EXERCISE INSTRUCTIONS:
• a. Could you return, word for word, everything in the post on hell and the immortal soul from "Rethinking Hell: The First Argument June" down to "first, major argument."?
• b. Which lines of the records contain the string "benz"? Copy each of them in full.

EXTRACT PROVIDED:
§
Rethinking Hell: The First Argument

Rethinking Hell: The First Argument June 17, 2014

At the heart of the traditionalist argument for hell is the immortality of the soul, that is, that each person has a soul, that soul is essentially immortal, and therefore the wicked must exist eternally in a conscious state of punishment. In our last post I provided the very helpful graph of views, which I reproduce here again, but today we want to look at the first, major argument.

As questions: Does the Bible teach the soul has it has been framed in classic formulations, and is the soul essentially immortal?

In Glenn A. Peoples’ essay, “Introduction to Evangelical Conditionalism,” in Rethinking Hell (ed. C.M. Date et al), we find an exceptional sketch of both the traditionalist view of the immortal soul and how conditionalists frame it.  To the traditionalists we go:

The Traditionalist is that humans are made of body and soul (or spirit) and the soul is immortal, the soul is both conscious and capable of suffering, therefore there can be eternal, conscious torment. Some today (he mentions Robert Peterson) do not affirm the immortality of the soul but do believe in eternal conscious torment, but the Westminster Confession of Faith requires it for the Reformed: “He created man, male and female, with reasonable and immortal souls” (chp 4)… “but their souls, which neither die nor sleep, having an immortal subsistence” (chp 23).
§
MATERIALS PROVIDED:
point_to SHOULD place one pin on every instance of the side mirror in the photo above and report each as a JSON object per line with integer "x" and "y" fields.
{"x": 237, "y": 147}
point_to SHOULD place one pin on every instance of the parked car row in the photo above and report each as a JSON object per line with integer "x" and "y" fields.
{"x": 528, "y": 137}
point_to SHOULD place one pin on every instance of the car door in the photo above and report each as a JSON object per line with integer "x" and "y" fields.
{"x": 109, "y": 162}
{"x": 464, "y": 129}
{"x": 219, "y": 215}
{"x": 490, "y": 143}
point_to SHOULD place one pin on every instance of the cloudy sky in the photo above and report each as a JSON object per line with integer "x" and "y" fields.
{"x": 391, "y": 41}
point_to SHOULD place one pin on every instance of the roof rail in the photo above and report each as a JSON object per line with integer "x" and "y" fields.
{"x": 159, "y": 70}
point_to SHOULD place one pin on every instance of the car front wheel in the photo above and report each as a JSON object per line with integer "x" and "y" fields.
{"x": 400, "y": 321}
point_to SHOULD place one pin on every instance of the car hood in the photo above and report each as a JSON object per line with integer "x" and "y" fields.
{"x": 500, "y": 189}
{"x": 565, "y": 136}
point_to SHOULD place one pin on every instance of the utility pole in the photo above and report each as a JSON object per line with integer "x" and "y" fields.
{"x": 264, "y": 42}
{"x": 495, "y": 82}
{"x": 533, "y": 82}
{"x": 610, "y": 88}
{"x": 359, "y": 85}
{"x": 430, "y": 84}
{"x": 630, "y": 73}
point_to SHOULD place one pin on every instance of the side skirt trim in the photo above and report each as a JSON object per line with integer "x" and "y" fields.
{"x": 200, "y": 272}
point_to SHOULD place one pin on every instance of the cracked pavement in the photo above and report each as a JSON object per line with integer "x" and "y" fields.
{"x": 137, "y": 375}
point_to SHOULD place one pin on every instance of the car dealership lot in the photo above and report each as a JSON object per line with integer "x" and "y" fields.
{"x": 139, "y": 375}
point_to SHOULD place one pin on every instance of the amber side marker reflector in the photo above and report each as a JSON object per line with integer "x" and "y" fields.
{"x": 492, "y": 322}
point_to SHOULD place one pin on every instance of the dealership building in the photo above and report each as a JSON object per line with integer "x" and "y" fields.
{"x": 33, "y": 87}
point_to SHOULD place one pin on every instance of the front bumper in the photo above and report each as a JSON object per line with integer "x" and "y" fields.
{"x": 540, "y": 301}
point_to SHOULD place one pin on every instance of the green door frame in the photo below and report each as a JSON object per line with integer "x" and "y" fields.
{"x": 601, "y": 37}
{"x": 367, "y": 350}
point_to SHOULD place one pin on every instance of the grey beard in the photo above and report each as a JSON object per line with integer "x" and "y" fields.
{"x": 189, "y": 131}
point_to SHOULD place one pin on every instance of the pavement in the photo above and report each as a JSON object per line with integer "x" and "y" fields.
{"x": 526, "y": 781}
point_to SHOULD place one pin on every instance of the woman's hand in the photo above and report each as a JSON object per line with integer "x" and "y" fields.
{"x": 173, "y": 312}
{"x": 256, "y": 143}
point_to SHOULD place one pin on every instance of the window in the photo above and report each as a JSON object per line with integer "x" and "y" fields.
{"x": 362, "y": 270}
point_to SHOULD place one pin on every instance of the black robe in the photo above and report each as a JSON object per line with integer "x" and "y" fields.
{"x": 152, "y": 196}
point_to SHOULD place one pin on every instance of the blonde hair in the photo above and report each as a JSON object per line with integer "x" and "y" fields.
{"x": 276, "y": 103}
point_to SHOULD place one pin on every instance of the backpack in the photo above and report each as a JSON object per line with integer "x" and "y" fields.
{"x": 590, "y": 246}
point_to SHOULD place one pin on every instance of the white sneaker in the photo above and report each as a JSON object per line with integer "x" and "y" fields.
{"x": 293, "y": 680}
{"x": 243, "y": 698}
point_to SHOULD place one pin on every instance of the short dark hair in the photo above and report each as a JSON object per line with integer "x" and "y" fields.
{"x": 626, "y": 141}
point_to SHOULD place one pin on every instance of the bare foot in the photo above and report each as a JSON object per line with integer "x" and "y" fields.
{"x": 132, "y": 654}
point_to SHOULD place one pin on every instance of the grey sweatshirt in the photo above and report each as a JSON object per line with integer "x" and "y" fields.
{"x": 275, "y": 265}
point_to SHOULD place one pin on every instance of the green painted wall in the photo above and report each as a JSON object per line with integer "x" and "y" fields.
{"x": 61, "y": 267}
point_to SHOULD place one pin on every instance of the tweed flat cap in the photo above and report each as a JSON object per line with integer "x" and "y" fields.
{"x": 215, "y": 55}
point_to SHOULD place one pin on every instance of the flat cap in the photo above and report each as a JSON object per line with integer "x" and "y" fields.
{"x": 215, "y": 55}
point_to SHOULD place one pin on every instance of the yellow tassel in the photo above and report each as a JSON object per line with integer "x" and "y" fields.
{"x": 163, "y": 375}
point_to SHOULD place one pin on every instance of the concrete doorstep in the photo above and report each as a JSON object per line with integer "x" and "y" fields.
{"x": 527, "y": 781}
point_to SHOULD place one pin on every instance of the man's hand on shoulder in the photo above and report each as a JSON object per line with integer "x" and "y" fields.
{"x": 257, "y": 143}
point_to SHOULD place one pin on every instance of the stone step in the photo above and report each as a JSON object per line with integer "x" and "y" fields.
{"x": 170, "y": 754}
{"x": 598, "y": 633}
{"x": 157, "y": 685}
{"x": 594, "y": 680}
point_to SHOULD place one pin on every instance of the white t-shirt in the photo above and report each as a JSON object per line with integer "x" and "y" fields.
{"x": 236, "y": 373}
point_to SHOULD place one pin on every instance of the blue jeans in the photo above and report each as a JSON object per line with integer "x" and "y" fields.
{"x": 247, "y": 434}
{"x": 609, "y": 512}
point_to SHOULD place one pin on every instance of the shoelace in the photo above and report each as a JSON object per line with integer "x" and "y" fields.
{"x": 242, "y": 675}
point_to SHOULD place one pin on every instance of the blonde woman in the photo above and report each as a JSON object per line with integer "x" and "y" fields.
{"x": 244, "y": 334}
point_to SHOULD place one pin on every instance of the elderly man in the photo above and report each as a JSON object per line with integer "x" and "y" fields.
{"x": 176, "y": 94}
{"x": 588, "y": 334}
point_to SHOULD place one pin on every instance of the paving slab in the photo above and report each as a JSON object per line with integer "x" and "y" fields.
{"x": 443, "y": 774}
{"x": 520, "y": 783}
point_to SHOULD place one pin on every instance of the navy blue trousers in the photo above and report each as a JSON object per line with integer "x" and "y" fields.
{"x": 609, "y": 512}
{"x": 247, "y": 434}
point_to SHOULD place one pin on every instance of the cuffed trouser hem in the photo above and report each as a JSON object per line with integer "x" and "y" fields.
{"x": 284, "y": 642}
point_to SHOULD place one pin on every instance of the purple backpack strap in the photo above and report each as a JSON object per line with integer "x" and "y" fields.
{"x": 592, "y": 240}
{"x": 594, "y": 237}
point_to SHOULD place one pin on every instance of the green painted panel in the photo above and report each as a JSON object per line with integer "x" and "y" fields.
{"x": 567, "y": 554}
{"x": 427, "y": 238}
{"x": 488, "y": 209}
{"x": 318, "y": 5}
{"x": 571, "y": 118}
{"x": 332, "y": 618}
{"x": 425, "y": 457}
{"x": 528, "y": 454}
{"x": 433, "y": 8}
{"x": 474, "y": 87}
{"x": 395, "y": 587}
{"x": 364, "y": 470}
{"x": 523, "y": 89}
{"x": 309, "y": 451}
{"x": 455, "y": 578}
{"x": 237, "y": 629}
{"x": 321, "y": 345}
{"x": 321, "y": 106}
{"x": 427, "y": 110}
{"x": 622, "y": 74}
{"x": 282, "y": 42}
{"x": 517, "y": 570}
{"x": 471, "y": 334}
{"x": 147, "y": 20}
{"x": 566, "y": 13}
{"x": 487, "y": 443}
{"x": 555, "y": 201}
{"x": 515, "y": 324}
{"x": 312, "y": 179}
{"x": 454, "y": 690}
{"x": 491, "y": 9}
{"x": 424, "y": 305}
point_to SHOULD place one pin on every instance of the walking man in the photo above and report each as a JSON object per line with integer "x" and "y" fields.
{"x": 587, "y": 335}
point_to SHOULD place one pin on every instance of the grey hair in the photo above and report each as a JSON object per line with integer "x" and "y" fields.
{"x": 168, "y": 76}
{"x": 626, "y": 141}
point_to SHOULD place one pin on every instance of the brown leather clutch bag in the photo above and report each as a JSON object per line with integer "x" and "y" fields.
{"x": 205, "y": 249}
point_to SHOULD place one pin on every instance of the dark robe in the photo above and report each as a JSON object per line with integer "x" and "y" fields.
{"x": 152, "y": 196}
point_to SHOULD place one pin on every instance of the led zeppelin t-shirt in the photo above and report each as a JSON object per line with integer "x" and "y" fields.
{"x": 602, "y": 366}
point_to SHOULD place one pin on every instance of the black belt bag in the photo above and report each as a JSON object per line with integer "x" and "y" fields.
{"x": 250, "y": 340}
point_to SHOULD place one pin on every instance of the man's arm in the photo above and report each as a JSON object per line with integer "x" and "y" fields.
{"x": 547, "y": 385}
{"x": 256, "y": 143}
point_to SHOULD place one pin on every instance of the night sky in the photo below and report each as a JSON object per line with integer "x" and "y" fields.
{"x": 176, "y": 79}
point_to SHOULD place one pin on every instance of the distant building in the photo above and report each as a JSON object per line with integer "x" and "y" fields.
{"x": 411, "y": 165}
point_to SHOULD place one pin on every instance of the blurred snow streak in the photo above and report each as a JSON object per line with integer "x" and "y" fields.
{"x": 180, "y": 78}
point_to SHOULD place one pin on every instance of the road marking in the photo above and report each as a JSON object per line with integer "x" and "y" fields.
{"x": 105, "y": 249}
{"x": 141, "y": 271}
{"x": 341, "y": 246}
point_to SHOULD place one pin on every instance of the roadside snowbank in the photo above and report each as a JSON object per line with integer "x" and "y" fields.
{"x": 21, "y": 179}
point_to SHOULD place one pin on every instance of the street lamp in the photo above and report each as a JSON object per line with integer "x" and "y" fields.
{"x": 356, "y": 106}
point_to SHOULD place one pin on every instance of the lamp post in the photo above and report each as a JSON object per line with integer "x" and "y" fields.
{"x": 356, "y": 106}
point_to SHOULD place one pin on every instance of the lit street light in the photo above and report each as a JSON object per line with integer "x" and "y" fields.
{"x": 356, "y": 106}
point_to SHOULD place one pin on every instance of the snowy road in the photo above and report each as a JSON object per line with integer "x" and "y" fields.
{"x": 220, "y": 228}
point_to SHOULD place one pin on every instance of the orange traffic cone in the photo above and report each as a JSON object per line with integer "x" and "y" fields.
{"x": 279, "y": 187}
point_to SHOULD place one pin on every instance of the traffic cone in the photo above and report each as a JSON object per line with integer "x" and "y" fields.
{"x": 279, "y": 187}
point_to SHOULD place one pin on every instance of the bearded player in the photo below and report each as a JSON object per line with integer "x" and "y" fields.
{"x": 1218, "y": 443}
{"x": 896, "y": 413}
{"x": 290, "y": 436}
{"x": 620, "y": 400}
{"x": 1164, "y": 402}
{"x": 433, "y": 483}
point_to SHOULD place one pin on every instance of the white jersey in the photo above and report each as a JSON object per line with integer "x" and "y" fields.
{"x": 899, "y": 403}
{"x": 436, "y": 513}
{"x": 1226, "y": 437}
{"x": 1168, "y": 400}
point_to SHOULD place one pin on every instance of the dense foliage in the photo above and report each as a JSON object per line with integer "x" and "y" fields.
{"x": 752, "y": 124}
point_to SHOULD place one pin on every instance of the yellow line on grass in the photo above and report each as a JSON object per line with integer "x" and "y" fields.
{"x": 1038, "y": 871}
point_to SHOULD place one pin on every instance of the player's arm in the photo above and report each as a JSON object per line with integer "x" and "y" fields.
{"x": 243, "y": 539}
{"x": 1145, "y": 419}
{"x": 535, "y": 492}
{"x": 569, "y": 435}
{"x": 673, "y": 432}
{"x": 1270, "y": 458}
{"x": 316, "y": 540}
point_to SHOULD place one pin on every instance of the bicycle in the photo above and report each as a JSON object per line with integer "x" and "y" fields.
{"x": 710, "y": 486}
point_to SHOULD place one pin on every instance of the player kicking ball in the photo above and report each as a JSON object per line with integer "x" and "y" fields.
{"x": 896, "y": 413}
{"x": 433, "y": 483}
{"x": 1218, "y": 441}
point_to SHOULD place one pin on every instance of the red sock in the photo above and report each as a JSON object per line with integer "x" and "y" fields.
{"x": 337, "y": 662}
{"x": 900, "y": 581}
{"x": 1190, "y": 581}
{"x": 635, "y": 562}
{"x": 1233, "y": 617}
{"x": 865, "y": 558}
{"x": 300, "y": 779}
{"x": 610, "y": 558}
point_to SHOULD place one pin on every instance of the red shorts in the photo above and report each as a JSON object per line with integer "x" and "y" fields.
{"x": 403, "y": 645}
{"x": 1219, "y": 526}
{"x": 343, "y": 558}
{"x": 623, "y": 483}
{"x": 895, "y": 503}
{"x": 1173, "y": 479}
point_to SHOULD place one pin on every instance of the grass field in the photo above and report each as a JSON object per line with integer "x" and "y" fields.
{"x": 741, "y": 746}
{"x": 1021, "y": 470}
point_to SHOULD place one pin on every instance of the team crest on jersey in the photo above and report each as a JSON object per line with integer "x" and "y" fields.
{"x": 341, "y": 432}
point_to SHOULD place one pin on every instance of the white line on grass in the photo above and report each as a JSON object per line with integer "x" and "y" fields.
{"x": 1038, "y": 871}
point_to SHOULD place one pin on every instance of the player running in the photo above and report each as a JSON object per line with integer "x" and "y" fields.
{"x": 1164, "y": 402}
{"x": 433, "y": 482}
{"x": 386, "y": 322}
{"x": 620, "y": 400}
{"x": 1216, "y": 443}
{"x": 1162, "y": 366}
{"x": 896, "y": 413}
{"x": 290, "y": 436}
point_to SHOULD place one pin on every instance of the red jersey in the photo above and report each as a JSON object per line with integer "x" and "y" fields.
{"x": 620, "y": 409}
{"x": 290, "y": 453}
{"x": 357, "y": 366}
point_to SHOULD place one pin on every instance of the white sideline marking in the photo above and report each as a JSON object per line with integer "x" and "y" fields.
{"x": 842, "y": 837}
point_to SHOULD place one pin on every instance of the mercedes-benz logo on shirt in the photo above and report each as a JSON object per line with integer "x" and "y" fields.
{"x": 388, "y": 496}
§
ANSWERS FOR THIS EXERCISE:
• a.
Rethinking Hell: The First Argument June 17, 2014

At the heart of the traditionalist argument for hell is the immortality of the soul, that is, that each person has a soul, that soul is essentially immortal, and therefore the wicked must exist eternally in a conscious state of punishment. In our last post I provided the very helpful graph of views, which I reproduce here again, but today we want to look at the first, major argument.

• b.
point_to SHOULD place one pin on every instance of the mercedes-benz logo on shirt in the photo above and report each as a JSON object per line with integer "x" and "y" fields.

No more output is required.